OBJECTIFS:
a) D'après le texte, combien de temps dure le deuil du père et de la mère chez les Olo Maanjan à la mort d'un enfant de moins de sept ans ?
b) Reproduisez s'il vous plaît le passage du texte qui débute aux mots « L'hypothèse que nous » et s'arrête après les mots « rituel funéraire normal. ».

TEXTE:
━━━━━━━━━━━━━━━━━━━━

L'hypothèse que nous venons d'exposer semble confirmée par le fait que dans les sociétés mêmes où domine la pratique des doubles obsèques, certai-nes catégories d'individus sont intentionnellement exclues du rituel funéraire normal.

C'est le cas d'abord pour les enfants. Les Olo Maanjan déposent ceux qui sont âgés de moins de sept ans dans un cercueil qui ne sera pas renouvelé et qu'ils vont porter, le jour même de la mort, auprès du tombeau familial ; un sacrifice suffit, le lendemain, pour que l'âme entre aussitôt, purifiée, dans la ville des morts ; et le deuil du père et de la mère eux-mêmes ne dure qu'une semaine . Mais l'usage le plus commun chez les Dayaks et les Papous semble être d'enfermer le corps des petits enfants à l'intérieur d'un arbre, ou de le suspendre aux branches . La notion qui détermine cette pratique nous est clairement révélée par les Dayaks de Koetei : ils croient que les hommes viennent des arbres et doivent y retourner ; aussi lorsqu'une femme Bahau accouche avant terme ou que pendant sa grossesse elle a été tourmentée de mauvais rêves, elle peut refuser l'enfant en le rendant vivant à l'arbre qu'il a quitté trop tôt ou d'une façon inquiétante . Évidemment on a l'espoir explicitement attesté pour d'autres peuples , que l'âme se réincarnera bientôt à nouveau, peut-être dans le sein de la même femme, et fera sa rentrée dans ce monde sous des auspices plus favorables. Ainsi la mort des enfants provoque une réaction sociale très faible et presque immédiatement achevée. Tout se passe comme s'il n'y avait pas en ce cas, pour la conscience collective, de mort véritable .

━━━━━━━━━━━━━━━━━━━━

DONNÉES FOURNIES:

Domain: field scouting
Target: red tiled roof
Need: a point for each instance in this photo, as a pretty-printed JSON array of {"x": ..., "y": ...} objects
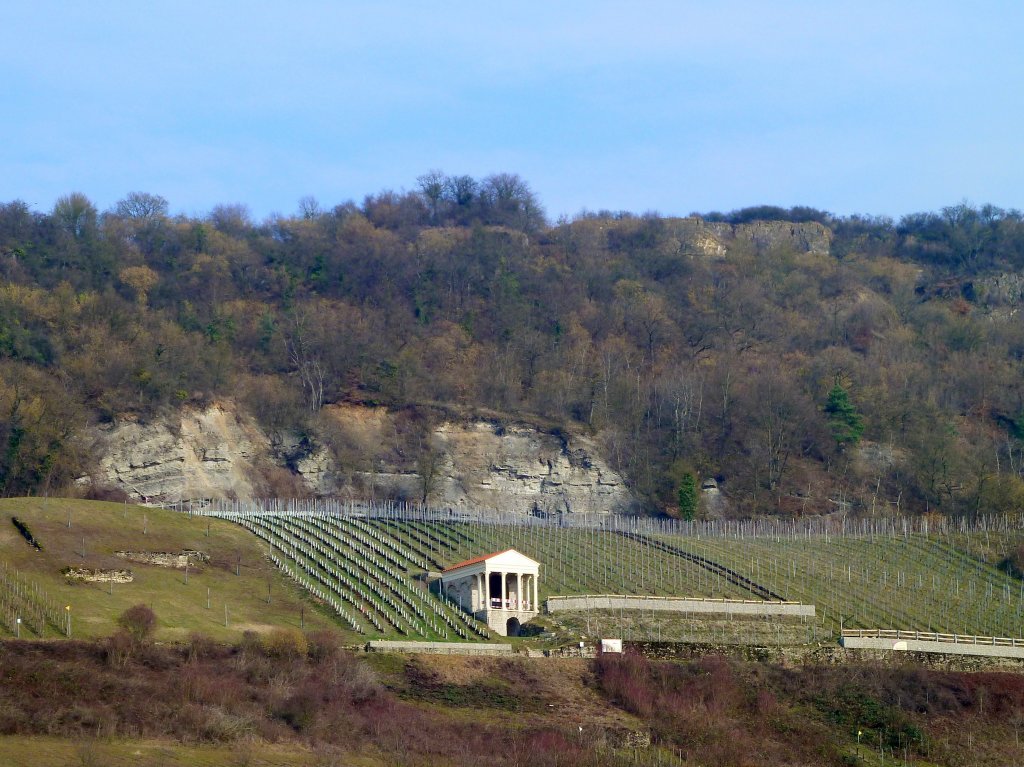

━━━━━━━━━━━━━━━━━━━━

CORRIGÉ PAR TÂCHE:
a) Il ne dure qu'une semaine.

b)
L'hypothèse que nous venons d'exposer semble confirmée par le fait que dans les sociétés mêmes où domine la pratique des doubles obsèques, certai-nes catégories d'individus sont intentionnellement exclues du rituel funéraire normal.